--- SOURCE EXTRACT ---
════════

Big Thinking: Wittgenstein, Language Games and Presidential Debates

Ludwig Wittgenstein’s most famous words were published in Philosophical Investigations two years after his death in 1951. The Austrian/Jewish/British philosopher talks of “language games”, and then to explain the term “language game” he subjects the word “games” itself to linguistic analysis. This humble section of two numbered aphorisms turns out to be the best thing he ever wrote. Just as the one thing everybody knows about Marcel Proust is that he wrote about a madeleine, the one thing everybody knows about Ludwig Wittgenstein is that he wrote about the word “games”.

Here are the two numbered items, odd punctuation intact:

66. Consider for example the proceedings that we call “games”. I mean board-games, card-games, ball-games, Olympic games, and so on. What is common to them all? — Don’t say: “There must be something common, or they would not be called ‘games’ ” — but look and see whether there is anything common to all. — For if you look at them you will not see something that is common to all, but similarities, relationships, and a whole series of them at that. To repeat: don’t think, but look! —

Look for example at board-games, with their multifarious relationships.

Now pass to card-games; here you find many correspondences with the first group, but many common features drop out, and others appear.

When we pass next to ball-games, much that is common is retained, but much is lost. — Are they all ‘amusing’? Compare chess with noughts and crosses. Or is there always winning and losing, or competition between players? Think of patience. In ball games there is winning and losing; but when a child throws his ball at the wall and catches it again, this feature has disappeared. Look at the parts played by skill and luck; and at the difference between skill in chess and skill in tennis.

════════

(Point-based annotation data)
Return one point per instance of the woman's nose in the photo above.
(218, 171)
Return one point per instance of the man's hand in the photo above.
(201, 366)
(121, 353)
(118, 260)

════════

--- WRITTEN TASK 1 ---
Answer these questions using the text on Wittgenstein and language games:
(a) What is the one thing everybody knows about Marcel Proust?
(b) With which game is chess compared?
(c) What example is given of a case where winning and losing have disappeared?
--- WRITTEN TASK 2 ---
Find every line in the records that contains the word "photo", and copy each one.
The text and the records have no connection to each other.

--- EXERCISE OUTPUT 1 ---
(a) That he wrote about a madeleine.
(b) Noughts and crosses.
(c) A child throwing his ball at the wall and catching it again.

--- EXERCISE OUTPUT 2 ---
Return one point per instance of the woman's nose in the photo above.
Return one point per instance of the man's hand in the photo above.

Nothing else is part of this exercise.